◆ **Goal of the exercise**
Could you write out every entry exactly as it stands?

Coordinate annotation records

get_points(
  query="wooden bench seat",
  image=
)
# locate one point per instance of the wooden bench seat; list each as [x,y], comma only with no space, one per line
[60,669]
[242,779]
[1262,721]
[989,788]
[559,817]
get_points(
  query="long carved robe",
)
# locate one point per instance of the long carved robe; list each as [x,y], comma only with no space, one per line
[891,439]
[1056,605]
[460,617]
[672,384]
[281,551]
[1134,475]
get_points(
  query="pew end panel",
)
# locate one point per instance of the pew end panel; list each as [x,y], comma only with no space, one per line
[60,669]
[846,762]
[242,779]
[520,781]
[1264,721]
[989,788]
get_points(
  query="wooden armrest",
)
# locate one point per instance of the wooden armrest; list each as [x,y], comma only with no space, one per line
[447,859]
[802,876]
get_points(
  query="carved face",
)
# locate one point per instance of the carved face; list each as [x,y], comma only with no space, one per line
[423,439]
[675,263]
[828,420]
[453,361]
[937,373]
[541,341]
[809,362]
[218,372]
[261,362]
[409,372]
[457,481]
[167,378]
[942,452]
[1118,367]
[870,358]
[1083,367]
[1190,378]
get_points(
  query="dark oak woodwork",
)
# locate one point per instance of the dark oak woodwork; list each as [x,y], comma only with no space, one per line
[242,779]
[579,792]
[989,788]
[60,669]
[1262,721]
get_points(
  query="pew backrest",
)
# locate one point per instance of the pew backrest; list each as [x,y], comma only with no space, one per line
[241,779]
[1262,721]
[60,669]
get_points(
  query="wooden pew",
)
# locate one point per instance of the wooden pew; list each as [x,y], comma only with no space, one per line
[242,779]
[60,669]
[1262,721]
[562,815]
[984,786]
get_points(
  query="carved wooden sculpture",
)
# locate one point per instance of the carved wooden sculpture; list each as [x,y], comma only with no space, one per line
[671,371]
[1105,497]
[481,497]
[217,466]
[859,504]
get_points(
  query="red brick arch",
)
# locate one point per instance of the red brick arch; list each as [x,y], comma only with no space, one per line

◆ **Solution to this task**
get_points(
  query="wooden bench seat",
  image=
)
# locate one point per instance of the wooden bench seat; list each as [x,y], comma only with no space, one per line
[60,669]
[242,779]
[1262,721]
[989,788]
[559,817]
get_points(
  query="long carved robe",
)
# locate one point per instance of the long carved robe; list each as [x,y], comma only with no space, one per line
[891,439]
[1056,605]
[460,617]
[672,384]
[281,551]
[1134,475]
get_points(
  query="pew end panel",
)
# locate one point per instance of the pew end panel; list each as [x,y], comma only with no space, one per line
[60,669]
[846,762]
[242,779]
[520,781]
[1264,721]
[989,788]
get_points(
  query="wooden armrest",
)
# locate one point per instance of the wooden armrest; list each as [x,y], comma only with no space, one per line
[447,859]
[802,876]
get_points(
  query="carved face",
)
# locate one point per instance of the carved face; list each as [x,y], comma only with no space, one per line
[423,439]
[675,263]
[828,420]
[453,361]
[937,373]
[541,341]
[809,362]
[218,372]
[261,362]
[409,372]
[457,481]
[167,378]
[942,452]
[1118,367]
[870,358]
[1083,367]
[1190,378]
get_points(
  query="dark oak woodwork",
)
# locate one point per instance of the dark oak woodwork; list each as [x,y], comma only with no space, one per line
[242,779]
[579,792]
[989,788]
[60,669]
[1262,721]
get_points(
  query="pew backrest",
)
# locate one point per instance of the pew backrest; list each as [x,y], comma only with no space, one per line
[241,779]
[1262,721]
[60,669]
get_points(
  query="wooden pew",
)
# locate one point per instance of the wooden pew; list each as [x,y], comma only with no space, one per line
[242,779]
[60,669]
[1262,721]
[562,815]
[984,786]
get_points(
  query="carved wooden sculpture",
)
# locate one point per instance of the carved wooden sculpture; list each as [x,y], comma only with no space, one per line
[671,371]
[1105,497]
[481,497]
[217,466]
[859,504]
get_points(
  query="red brick arch",
)
# locate one point per instance of the red brick arch; list each as [x,y], comma only with no space, one per line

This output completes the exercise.